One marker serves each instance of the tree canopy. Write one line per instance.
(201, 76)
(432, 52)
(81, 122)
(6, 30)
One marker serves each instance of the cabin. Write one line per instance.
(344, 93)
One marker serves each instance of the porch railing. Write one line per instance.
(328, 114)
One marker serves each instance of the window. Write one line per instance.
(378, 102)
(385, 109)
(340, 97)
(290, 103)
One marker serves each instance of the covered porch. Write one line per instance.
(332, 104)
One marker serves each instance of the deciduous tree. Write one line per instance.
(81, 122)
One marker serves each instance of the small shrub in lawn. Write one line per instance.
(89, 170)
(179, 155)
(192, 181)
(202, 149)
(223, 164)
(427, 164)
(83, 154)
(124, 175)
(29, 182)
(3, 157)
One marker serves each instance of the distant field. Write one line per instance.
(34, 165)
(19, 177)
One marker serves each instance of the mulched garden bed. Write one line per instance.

====

Exercise directions. Could you write out all the entries word for word?

Written solution.
One marker serves each instance of the tree canopy. Write one line per instance.
(201, 76)
(432, 52)
(81, 122)
(6, 30)
One marker serves each instance of the cabin. Write one line per instance.
(344, 93)
One marker serves each instance of the porch railing. Write one line per instance.
(328, 114)
One marker serves each instance of the window. Write one line per instance.
(378, 102)
(385, 109)
(340, 97)
(290, 103)
One marker serves each instance of the covered porch. Write one line per instance.
(332, 104)
One marker serves each instance of the deciduous tree. Write one line per instance.
(81, 122)
One marker serves each instance of the small shrub in lawn. Write one line per instance.
(89, 170)
(179, 155)
(192, 181)
(202, 149)
(223, 164)
(427, 164)
(83, 154)
(124, 175)
(29, 182)
(3, 157)
One marker serves each instance of the distant field. Write one line per instance.
(34, 165)
(19, 177)
One marker serves each instance of the mulched garden bed. Write one line per instance.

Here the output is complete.